__Exercise aim__: How many of the lines below contain the string "Target"? Reply with the number only.

__Material for the task__:
________________

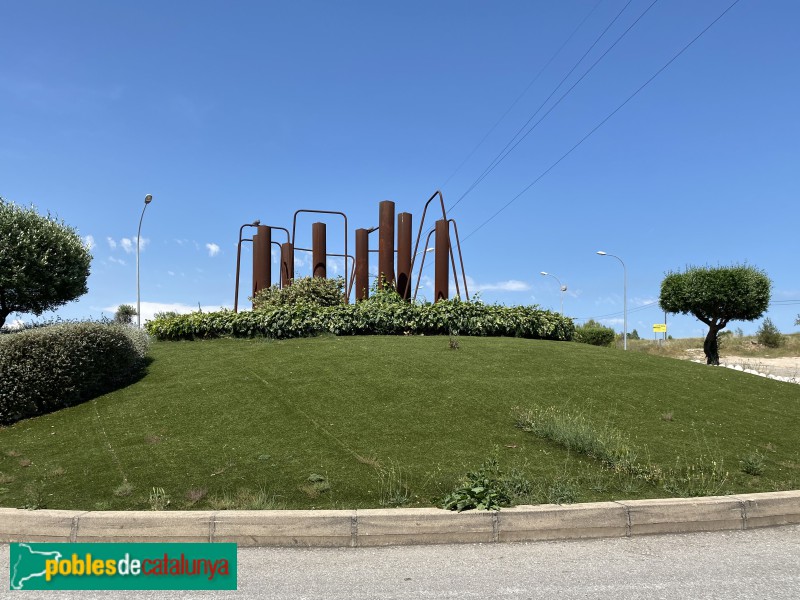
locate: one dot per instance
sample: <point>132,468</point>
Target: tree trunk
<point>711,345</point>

________________

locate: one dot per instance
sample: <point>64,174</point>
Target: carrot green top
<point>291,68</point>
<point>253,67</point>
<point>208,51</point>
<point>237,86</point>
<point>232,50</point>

________________

__Full output__: 2